> _Consigna A_
Convierte en una lista breve el párrafo del artículo sobre Sao Paulo que empieza con "El viajero cree haber llegado", sin omitir sus datos principales.
> _Consigna B_
Transcribe del artículo sobre Sao Paulo el pasaje comprendido entre "Por Michael Scully" y "tierras del trópico.", ambos incluidos.
> _Consigna C_
Según el artículo sobre Sao Paulo, ¿por qué hay que vivir muy despierto en esa ciudad? Responde en una a tres oraciones.

> _Fragmento del texto_
********

En sólo cuarenta anos, una población atrasada pasa a ser un gran centro fabril.
Sao Paulo—la ciudad pujante del trópico
(Condensado de « The Pan American »)
Por Michael Scully SELECCIONES DELREADER'S DIGEST Junio 1947
UNA CALLE de las afueras de Sáo Paulo corre paralela al trópico de Capricornio. No le infiera de ahí que esa pujante ciudad brasileña se preste para ensoñar adormecido por las brisas de la zona tórrida. En Sáo Paulo hay que vivir muy despierto, so pena de verse arrollado por la corriente del progreso.
Los motivos que allí se ofrecen a la fantasía son los nuevos rascacielos, las fábricas rebosantes de actividad, la escasez de viviendas, la aglomeración de vehículos. La historia de Sáo Paulo es la de una ciudad de maravillas, crisol de hombres de diversas naciones que, fundidos en una patria americana, están creando algo nunca visto hasta ahora: un emporio industrial en tierras del trópico.
Tiene ya la ciudad cerca de dos millones de habitantes. Desde el piso treinta y dos del rascacielos de construcción más reciente, la ve uno crecer de un día para otro. Cada quince minutos terminan algún nuevo edificio. A pesar de esto, hacen falta aún más de treinta mil casas.
El viajero cree haber llegado a la capital del país de la prosperidad. Los bancos pagan ocho por ciento, y prestan al diez; la gente cierra en la calle negocios sobre fincas raíces que se venden a precios fantásticos y se valorizan cada vez más. En los hoteles hormiguean los técnicos y capitalistas estadounidenses, los agentes comerciales ingleses, los viajantes escandinavos. En el aeropuerto, donde hay un movimiento de ciento cinco aviones por día, zumban sin tregua los motores.

********

> _Material_
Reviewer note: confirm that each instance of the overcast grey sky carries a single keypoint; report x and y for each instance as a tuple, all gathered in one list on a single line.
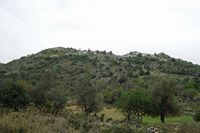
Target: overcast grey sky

********

> _Solución completa A_
Impresión general: la ciudad parece la capital del país de la prosperidad.
- Bancos: pagan un ocho por ciento de interés y prestan al diez.
- Fincas raíces: se negocian en plena calle a precios fantásticos y siguen valorizándose.
- Hoteles: están llenos de técnicos y capitalistas estadounidenses, agentes comerciales ingleses y viajantes escandinavos.
- Aeropuerto: registra un movimiento de ciento cinco aviones por día y los motores no dejan de sonar.

> _Solución completa B_
Por Michael Scully SELECCIONES DELREADER'S DIGEST Junio 1947
UNA CALLE de las afueras de Sáo Paulo corre paralela al trópico de Capricornio. No le infiera de ahí que esa pujante ciudad brasileña se preste para ensoñar adormecido por las brisas de la zona tórrida. En Sáo Paulo hay que vivir muy despierto, so pena de verse arrollado por la corriente del progreso.
Los motivos que allí se ofrecen a la fantasía son los nuevos rascacielos, las fábricas rebosantes de actividad, la escasez de viviendas, la aglomeración de vehículos. La historia de Sáo Paulo es la de una ciudad de maravillas, crisol de hombres de diversas naciones que, fundidos en una patria americana, están creando algo nunca visto hasta ahora: un emporio industrial en tierras del trópico.

> _Solución completa C_
Porque quien no lo haga corre el riesgo de verse arrollado por la corriente del progreso. Por eso, aunque una calle de las afueras sea paralela al trópico de Capricornio, la ciudad no se presta a ensoñar adormecido por las brisas de la zona tórrida.